### Data for this task
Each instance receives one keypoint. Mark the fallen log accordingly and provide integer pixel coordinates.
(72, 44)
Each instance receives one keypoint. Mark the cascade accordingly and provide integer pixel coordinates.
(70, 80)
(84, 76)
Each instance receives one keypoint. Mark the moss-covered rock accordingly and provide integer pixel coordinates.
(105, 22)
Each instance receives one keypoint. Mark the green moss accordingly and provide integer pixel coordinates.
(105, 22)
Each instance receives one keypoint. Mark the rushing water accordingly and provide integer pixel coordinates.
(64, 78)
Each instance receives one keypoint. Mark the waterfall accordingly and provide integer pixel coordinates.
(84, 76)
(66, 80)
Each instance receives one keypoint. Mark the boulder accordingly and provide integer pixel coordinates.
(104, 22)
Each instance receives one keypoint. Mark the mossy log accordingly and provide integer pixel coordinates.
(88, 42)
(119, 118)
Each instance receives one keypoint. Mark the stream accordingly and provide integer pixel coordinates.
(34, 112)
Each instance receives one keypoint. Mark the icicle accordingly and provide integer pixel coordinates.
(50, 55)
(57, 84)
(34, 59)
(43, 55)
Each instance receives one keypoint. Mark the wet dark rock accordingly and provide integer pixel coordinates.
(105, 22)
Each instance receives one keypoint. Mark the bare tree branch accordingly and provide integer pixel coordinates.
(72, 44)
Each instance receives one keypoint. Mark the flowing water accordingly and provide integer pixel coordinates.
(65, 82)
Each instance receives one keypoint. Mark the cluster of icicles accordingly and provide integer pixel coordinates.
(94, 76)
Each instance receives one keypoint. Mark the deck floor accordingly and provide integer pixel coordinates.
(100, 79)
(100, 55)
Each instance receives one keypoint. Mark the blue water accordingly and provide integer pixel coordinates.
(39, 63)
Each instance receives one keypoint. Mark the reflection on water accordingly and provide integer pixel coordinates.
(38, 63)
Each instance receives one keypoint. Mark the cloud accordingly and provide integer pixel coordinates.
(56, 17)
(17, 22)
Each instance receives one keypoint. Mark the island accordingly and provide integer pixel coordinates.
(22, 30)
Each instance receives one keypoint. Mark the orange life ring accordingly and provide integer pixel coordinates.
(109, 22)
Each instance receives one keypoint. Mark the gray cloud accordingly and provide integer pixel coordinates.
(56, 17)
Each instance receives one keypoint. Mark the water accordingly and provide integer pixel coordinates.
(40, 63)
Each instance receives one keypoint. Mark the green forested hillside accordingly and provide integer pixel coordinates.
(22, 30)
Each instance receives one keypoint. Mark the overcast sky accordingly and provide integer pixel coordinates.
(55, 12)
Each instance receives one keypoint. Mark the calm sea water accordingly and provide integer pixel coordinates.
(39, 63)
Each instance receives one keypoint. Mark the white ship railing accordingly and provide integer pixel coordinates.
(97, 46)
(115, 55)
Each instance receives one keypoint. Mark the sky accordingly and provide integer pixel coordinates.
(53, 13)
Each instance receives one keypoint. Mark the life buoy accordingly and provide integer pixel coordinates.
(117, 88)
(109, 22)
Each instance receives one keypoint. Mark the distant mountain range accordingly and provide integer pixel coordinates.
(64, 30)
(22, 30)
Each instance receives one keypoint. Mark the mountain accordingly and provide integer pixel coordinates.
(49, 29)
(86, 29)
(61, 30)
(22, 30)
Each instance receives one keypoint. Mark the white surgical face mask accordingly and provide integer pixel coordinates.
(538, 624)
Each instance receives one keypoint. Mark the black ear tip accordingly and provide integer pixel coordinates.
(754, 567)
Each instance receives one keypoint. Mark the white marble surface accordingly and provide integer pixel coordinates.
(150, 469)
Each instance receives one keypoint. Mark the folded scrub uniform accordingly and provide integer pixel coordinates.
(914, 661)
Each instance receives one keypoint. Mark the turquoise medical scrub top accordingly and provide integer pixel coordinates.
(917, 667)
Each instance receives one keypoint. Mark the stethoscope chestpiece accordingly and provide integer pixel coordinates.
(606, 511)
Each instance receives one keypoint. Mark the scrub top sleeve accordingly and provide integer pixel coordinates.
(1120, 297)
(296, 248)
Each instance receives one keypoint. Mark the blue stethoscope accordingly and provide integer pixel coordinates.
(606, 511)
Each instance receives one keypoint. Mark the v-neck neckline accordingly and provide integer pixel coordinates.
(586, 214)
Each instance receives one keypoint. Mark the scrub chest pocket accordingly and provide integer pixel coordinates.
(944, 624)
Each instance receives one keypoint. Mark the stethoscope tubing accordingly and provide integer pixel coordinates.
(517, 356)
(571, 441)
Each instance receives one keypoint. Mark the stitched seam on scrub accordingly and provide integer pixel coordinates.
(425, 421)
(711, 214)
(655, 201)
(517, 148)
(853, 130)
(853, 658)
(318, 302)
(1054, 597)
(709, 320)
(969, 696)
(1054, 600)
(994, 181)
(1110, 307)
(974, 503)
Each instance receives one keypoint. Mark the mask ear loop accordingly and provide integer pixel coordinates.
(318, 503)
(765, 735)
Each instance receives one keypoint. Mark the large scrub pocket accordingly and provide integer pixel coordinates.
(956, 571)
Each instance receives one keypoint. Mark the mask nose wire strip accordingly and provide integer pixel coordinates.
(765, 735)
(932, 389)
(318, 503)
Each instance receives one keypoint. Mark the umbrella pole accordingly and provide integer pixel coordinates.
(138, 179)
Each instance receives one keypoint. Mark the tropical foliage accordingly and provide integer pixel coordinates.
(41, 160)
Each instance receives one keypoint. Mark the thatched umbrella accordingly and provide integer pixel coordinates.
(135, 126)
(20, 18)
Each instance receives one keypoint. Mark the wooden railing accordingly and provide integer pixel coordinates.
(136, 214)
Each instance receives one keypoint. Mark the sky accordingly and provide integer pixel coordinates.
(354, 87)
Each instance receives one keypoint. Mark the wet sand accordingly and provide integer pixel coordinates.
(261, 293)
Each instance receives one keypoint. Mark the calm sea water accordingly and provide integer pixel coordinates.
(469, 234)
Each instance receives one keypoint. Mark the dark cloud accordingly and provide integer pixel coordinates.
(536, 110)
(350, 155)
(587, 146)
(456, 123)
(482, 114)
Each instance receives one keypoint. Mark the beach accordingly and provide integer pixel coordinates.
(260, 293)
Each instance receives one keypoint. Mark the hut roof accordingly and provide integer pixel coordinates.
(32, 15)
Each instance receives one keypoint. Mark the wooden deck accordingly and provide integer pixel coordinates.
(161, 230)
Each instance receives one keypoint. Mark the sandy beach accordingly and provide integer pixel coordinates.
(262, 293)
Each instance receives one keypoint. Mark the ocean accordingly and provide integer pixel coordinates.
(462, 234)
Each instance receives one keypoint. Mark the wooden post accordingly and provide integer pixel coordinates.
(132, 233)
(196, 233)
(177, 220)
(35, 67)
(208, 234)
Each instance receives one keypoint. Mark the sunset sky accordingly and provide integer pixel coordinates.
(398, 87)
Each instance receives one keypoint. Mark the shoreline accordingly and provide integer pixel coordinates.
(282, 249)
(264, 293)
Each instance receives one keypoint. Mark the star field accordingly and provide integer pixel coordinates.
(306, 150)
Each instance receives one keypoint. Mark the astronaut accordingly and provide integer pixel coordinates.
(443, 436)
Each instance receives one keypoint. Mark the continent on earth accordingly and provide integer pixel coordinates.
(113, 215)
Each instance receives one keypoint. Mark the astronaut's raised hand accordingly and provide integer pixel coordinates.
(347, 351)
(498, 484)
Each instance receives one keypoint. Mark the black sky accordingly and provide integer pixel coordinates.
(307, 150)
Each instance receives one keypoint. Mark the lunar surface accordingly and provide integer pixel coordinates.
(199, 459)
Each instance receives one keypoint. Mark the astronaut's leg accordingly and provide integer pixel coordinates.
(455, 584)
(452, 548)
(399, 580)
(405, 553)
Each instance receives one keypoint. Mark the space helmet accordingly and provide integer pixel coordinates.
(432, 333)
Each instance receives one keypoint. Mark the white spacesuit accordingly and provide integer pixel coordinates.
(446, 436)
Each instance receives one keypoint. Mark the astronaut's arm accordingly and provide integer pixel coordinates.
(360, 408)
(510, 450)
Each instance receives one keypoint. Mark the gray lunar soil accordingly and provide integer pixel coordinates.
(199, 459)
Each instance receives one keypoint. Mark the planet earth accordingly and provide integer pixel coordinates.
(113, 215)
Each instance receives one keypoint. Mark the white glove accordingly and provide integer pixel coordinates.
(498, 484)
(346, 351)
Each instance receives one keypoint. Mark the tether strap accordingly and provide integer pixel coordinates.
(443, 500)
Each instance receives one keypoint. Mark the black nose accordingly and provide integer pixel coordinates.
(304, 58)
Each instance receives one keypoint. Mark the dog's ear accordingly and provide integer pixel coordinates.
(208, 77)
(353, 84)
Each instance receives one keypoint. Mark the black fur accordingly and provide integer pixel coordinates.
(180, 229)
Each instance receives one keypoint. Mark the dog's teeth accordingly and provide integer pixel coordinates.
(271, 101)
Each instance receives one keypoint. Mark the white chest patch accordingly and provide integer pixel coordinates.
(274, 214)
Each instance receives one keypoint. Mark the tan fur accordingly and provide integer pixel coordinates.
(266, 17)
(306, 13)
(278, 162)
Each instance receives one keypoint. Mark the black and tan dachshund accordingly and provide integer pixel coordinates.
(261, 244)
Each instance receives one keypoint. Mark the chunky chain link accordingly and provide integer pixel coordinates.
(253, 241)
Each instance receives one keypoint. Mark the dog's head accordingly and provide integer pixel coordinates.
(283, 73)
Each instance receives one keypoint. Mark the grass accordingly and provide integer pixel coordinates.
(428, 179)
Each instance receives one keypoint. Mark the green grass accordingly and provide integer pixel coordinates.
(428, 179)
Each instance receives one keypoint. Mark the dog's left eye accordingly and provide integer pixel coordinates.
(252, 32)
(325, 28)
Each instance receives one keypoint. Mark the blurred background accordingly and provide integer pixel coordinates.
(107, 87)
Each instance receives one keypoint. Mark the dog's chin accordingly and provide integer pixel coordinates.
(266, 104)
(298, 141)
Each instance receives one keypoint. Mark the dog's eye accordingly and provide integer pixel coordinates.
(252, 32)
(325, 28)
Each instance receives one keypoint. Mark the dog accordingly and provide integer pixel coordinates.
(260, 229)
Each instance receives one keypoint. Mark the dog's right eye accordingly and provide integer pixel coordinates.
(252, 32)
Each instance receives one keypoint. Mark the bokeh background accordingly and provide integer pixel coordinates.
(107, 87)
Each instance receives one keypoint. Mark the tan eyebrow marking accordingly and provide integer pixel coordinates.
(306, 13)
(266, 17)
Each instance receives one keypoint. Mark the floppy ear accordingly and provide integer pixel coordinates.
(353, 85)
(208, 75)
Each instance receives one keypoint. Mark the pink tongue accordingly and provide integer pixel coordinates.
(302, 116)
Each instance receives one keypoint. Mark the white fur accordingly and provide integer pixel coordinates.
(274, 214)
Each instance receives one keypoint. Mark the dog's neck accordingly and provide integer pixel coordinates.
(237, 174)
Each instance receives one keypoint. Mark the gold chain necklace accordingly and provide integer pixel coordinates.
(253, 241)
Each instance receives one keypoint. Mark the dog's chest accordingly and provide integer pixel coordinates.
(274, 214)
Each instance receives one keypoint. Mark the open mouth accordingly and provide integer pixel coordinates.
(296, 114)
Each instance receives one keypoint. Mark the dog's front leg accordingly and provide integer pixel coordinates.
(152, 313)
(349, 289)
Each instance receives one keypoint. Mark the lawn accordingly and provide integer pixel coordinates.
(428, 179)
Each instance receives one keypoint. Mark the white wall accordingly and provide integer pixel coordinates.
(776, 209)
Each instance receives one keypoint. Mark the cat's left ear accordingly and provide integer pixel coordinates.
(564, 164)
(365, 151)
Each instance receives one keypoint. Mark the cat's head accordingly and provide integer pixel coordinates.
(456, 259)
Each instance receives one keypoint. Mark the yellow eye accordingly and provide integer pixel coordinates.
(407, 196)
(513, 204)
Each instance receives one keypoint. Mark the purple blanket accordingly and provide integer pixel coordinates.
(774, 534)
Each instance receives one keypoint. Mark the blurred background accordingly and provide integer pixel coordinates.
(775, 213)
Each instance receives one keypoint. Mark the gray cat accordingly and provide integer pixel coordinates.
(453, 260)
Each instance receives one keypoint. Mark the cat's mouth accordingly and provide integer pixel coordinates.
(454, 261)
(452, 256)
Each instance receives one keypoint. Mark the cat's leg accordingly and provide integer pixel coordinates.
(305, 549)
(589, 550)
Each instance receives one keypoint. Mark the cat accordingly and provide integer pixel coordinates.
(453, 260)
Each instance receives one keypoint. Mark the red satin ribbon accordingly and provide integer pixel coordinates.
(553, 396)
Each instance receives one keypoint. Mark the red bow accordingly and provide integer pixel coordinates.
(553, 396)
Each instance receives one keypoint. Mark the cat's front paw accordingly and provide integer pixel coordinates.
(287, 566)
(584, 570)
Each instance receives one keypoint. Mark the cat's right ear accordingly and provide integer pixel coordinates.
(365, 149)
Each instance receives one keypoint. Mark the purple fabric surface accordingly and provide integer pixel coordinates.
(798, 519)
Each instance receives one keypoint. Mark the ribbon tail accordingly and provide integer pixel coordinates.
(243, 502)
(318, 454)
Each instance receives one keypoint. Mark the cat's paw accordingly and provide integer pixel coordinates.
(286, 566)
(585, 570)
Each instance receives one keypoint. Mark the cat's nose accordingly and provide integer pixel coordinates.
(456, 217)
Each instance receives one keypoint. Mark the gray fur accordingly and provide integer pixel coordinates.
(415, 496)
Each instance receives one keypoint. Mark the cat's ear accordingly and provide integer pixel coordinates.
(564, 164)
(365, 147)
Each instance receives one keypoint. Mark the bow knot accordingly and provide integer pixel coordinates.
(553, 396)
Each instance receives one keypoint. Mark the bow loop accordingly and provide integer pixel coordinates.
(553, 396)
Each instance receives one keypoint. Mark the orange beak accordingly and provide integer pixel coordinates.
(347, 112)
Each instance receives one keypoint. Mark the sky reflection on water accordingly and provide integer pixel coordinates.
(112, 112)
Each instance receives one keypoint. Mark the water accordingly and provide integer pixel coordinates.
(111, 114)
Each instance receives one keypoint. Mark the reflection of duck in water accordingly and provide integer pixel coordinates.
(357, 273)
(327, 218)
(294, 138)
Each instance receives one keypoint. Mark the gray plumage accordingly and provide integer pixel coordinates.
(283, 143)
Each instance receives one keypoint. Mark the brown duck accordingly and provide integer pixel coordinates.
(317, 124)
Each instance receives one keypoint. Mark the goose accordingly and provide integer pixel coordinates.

### What is expected
Each line from the one containing "Each instance receives one keypoint. Mark the reflection of" to the final line of the entries above must be returned exactly, and no other line may appear.

### Completed task
Each instance receives one keypoint. Mark the reflection of duck in water accordingly and provide integer pixel coordinates.
(357, 273)
(327, 218)
(294, 138)
Each instance receives one keypoint. Mark the gray plumage accordingly and provide integer pixel coordinates.
(283, 143)
Each instance receives one keypoint. Mark the brown duck accordingly and provide integer pixel coordinates.
(317, 124)
Each instance receives one keypoint. Mark the goose accordingly and provide integer pixel coordinates.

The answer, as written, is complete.